Tags Go

A major Go language change proposal was published earlier this week: add range over int, range over func, and there's a good chance this change will make it into a future Go release. In this post I will discuss the motivation for this proposal, how it's going to work, and provide some examples of how Go code using it would look.

Update 2023.07.24: the proposal keeps evolving, and some details will likely change. This post still serves as a good introduction to the topic, and I will update it (or add another post) when the proposal settles to the final syntax and semantics.

Background - for-range statements today

All Go programmers know and love the venerable for ... := range loop; whether it's ranging over elements of a slice, runes of a string, or key/value pairs of a map - it's a versatile tool, and few programs do without it.

for i, elem := range mySlice {
  // use index i or element elem somehow
}

However, so far for-range statements have been limited to a relatively small number of Go constructs: arrays, slices, strings, maps and channels.

Trying the proposal today

You can play with the proposed changes today, and try all the examples in this post by building Go with the patches implementing the proposal. Using the gotip tool, this is much easier than it sounds.

First of all, install gotip:

$ go install golang.org/dl/gotip@latest

Now, ask gotip to download and build Go at a special CL number (this is the CL stack implementing the proposal):

$ gotip download 510541

Once this step is done (it can take a minute or two), you're ready to run the examples; just use gotip instead of go; as in, gotip run, gotip build and so on.

All the examples shown in this post are available on GitHub.

Ranging over int

The first addition made in the proposal is range over integers. Here's a basic example of how it's going to look:

for i := range 5 {
  fmt.Println(i)
}

This code is exactly equivalent to:

for i := 0; i < 5; i++ {
  fmt.Println(i)
}

And will do the same thing: print out the numbers 0,1,2,3,4 - each on a separate line. Obviously, the ranged integer does not have to be a constant and assigning the range to a per-iteration value is optional:

for range n {
  // do something
}

Will do something exactly n times. There's really all there is to it! This is just a clean shortcut for a very common loop (i := 0; i < n; i++). In the proposal, Russ mentioned that approximately half of the 3-clause for loops he observed in the wild can be converted to this "range over int" form. This includes Go benchmarks, where the main loop can be converted to:

for range b.N {
  // run the benchmarked code
}

Ranging over integers is simple and clear, so I won't spend more time on it. Let's move on to the more interesting part of the proposal - ranging over functions.

Range over functions - motivation

Since Go's addition of generics in version 1.18, people started writing generic containers or Abstract Data Structures; generics make it possible for programmers to decouple the data structure from the types it stores in an efficient and convenient way (compared to the older way of using empty interfaces).

However, one nagging issue for custom containers remained: how do you iterate over their elements? While Go supports iteration over built-in containers like slices and maps very naturally with a for-range loop, this utility was not available for custom containers, so programmers had to come up with ad-hoc iteration methods... until now.

For a concrete motivating example, let's assume that Lisp programmers were right all along and association lists are the best data structure (TM). Using generics, we can implement a simple assoc list in Go, built on top of a slice [1]:

type AssocList[K comparable, V any] struct {
  lst []pair[K, V]
}

type pair[K comparable, V any] struct {
  key   K
  value V
}

func (al *AssocList[K, V]) Add(key K, value V) {
  al.lst = append(al.lst, pair[K, V]{key, value})

Goals:
A. Please rewrite the Go range article from "A major Go language" up to and including "do without it.", changing "proposal" to "design".
B. Continue the Go range article from its last line onward.

Extracted entries:

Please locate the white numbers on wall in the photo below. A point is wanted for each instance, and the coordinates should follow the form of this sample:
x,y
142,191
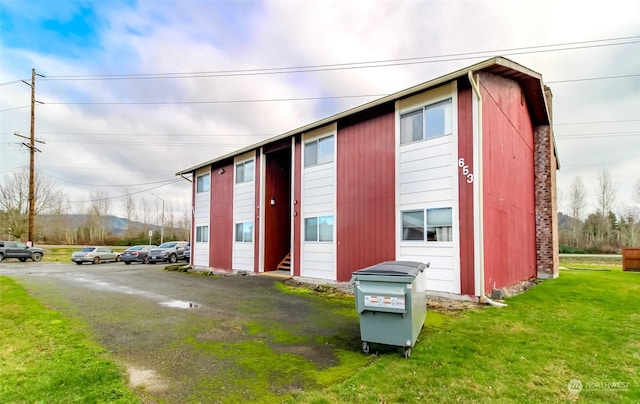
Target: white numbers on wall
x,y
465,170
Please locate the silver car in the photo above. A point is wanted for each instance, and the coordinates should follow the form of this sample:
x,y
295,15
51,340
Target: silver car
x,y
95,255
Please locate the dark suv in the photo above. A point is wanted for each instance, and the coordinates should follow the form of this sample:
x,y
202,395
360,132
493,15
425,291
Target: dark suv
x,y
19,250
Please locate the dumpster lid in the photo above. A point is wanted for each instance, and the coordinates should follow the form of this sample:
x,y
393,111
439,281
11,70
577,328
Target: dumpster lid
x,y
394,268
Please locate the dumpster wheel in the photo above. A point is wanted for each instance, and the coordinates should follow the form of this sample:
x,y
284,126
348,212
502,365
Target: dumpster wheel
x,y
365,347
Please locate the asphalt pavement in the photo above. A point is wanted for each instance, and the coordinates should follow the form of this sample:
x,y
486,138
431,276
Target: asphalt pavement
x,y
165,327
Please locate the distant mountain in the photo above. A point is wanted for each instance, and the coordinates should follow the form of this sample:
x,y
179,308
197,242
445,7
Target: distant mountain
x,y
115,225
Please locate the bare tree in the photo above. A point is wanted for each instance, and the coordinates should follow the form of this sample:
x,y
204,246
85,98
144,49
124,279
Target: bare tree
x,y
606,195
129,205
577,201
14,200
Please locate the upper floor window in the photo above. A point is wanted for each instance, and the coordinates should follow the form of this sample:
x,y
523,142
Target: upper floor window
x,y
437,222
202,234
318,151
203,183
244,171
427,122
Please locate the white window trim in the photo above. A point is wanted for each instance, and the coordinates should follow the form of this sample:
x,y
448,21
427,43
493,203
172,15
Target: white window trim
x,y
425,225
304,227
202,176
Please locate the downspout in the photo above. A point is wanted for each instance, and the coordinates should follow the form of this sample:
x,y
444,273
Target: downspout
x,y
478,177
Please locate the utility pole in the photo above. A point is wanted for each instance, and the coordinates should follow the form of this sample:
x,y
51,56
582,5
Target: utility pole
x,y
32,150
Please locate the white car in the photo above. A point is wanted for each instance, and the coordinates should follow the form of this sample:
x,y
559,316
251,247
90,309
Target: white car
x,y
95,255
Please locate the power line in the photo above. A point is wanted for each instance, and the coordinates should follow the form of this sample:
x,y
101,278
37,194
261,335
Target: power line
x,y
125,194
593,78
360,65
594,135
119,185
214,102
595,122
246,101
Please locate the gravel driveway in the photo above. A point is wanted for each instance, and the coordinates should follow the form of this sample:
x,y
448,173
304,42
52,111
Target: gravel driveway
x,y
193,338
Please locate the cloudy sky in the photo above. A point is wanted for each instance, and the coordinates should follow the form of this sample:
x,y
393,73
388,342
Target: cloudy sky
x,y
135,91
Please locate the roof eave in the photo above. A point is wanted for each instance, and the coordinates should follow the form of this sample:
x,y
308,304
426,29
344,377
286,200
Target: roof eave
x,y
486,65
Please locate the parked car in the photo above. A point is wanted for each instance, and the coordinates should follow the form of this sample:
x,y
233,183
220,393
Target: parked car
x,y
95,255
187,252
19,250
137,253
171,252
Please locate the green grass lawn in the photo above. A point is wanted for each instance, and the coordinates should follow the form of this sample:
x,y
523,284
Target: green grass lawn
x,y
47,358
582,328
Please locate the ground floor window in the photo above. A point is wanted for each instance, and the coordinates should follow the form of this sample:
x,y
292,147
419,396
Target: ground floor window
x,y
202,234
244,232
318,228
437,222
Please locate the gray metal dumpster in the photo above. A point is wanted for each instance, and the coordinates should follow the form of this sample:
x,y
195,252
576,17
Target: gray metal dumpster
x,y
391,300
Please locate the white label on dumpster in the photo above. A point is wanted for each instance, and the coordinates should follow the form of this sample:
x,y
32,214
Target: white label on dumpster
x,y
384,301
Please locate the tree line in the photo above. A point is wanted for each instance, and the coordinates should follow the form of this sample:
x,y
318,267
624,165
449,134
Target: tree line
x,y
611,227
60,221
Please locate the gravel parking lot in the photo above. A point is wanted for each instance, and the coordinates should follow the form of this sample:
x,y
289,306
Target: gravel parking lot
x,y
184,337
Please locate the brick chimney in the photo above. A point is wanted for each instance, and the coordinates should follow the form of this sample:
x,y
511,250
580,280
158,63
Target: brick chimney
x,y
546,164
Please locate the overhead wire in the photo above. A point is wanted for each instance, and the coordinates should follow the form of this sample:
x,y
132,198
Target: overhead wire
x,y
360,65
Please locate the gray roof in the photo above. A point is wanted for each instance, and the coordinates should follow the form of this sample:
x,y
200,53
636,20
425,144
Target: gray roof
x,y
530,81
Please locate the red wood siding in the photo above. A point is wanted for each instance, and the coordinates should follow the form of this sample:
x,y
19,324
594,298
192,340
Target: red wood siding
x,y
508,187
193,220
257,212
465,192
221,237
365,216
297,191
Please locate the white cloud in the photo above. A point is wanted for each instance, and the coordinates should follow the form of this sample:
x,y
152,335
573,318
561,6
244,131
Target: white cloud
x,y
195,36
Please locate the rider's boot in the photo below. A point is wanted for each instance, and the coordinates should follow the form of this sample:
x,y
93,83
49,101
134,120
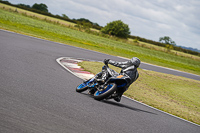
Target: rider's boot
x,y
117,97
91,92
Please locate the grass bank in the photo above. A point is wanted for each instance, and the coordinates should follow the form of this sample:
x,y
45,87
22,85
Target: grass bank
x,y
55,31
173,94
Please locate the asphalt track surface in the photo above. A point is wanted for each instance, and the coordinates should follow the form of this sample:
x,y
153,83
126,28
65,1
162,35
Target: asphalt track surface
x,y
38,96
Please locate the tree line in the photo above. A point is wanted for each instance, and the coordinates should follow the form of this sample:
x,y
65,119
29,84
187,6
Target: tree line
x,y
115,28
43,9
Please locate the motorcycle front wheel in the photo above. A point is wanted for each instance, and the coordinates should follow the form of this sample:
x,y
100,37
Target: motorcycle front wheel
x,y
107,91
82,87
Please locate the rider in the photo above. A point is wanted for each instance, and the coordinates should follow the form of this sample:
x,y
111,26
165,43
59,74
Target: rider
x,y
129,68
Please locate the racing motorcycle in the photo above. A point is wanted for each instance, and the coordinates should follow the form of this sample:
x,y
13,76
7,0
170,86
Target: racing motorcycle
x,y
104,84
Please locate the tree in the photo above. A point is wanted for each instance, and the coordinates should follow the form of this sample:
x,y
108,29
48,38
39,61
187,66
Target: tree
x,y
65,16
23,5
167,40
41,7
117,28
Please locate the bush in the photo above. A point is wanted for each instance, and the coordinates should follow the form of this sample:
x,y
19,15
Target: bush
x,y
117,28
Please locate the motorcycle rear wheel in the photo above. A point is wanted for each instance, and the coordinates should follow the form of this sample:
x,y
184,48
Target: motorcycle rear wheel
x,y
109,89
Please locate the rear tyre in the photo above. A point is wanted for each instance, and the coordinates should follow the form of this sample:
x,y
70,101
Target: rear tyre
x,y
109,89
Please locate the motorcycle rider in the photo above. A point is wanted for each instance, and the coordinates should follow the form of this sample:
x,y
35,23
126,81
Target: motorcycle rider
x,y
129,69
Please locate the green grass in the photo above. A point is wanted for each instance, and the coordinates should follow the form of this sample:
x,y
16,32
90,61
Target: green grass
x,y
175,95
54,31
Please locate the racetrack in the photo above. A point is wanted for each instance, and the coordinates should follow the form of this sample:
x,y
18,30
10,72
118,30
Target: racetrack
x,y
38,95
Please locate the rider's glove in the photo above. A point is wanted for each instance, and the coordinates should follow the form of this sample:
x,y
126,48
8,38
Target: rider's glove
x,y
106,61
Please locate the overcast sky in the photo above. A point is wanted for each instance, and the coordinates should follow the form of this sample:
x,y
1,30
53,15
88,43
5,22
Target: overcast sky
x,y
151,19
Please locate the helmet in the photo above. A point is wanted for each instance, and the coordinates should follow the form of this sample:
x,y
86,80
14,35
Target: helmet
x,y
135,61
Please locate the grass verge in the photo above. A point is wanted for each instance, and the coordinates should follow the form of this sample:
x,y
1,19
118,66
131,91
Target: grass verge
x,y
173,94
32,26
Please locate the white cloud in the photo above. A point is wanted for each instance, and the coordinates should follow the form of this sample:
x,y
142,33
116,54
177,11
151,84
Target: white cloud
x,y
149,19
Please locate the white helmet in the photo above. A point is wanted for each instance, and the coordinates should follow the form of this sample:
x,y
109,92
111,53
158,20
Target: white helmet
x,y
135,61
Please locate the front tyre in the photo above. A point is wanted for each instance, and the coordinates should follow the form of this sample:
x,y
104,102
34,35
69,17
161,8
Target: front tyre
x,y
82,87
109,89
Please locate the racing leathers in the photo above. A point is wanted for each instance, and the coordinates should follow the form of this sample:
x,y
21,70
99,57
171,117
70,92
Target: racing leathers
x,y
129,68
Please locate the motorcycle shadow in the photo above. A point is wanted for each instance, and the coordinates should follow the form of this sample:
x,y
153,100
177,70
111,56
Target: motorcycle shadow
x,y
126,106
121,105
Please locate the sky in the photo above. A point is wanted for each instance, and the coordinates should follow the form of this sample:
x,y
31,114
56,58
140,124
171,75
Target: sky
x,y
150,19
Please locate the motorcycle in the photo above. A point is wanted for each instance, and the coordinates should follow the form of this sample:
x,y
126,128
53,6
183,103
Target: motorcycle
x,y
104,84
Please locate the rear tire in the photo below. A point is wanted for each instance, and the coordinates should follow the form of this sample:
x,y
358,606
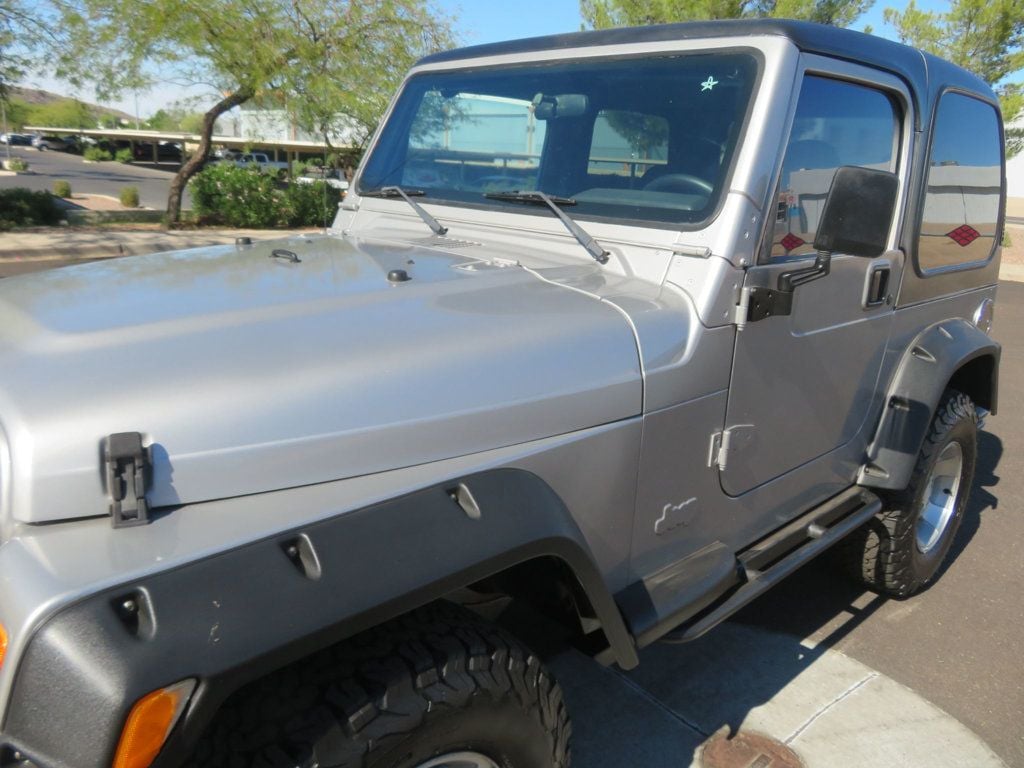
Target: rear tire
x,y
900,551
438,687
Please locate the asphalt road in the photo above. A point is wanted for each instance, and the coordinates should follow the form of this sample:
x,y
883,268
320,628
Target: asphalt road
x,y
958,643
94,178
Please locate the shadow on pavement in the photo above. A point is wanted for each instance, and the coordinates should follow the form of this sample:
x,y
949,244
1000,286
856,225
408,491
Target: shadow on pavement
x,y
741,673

Response list:
A.
A major Go language change design was published earlier this week: add range over int, range over func, and there's a good chance this change will make it into a future Go release. In this post I will discuss the motivation for this design, how it's going to work, and provide some examples of how Go code using it would look.

Update 2023.07.24: the design keeps evolving, and some details will likely change. This post still serves as a good introduction to the topic, and I will update it (or add another post) when the design settles to the final syntax and semantics.

Background - for-range statements today

All Go programmers know and love the venerable for ... := range loop; whether it's ranging over elements of a slice, runes of a string, or key/value pairs of a map - it's a versatile tool, and few programs do without it.

B.
}

I'll leave the "lookup" method as an exercise for motivated readers. We can create an association list and populate it:

al := &AssocList[int, string]{}
al.Add(10, "ten")
al.Add(20, "twenty")
al.Add(5, "five")

With this data structure in hand, an obvious question arises - how do I iterate over all its elements? We could cheat and range over the underlying slice, but this exposes an implementation detail -- what if we want to re-implement assoc lists without slices later?

We're left with devising a custom iteration API; something like a Next() method. This is what Go programmers have been doing so far, and you can find many examples of custom iteration APIs across the standard library and elsewhere. As you would expect, many different approaches emerged. With the new proposal, we can finally settle over a single, idiomatic approach.

I'm going to show how we use the proposal to write an iterator for AssocList; the next section will discuss the mechanics of how it works. We start by adding a method to AssocList with a special signature; it can also be a free-standing function, but for a container like AssocList, a method is natural:

func (al *AssocList[K, V]) All(yield func(K, V) bool) bool {
  for _, p := range al.lst {
    if !yield(p.key, p.value) {
      return false
    }
  }
  return true
}

Then use it as follows:

func main() {
  al := &AssocList[int, string]{}
  al.Add(10, "ten")
  al.Add(20, "twenty")
  al.Add(5, "five")

  for k, v := range al.All {
    fmt.Printf("key=%v, value=%v\n", k, v)
  }
}

// Prints:
//
// key=10, value=ten
// key=20, value=twenty
// key=5, value=five

Magic! We just iterate over our container with a standard for-range loop; how does it work?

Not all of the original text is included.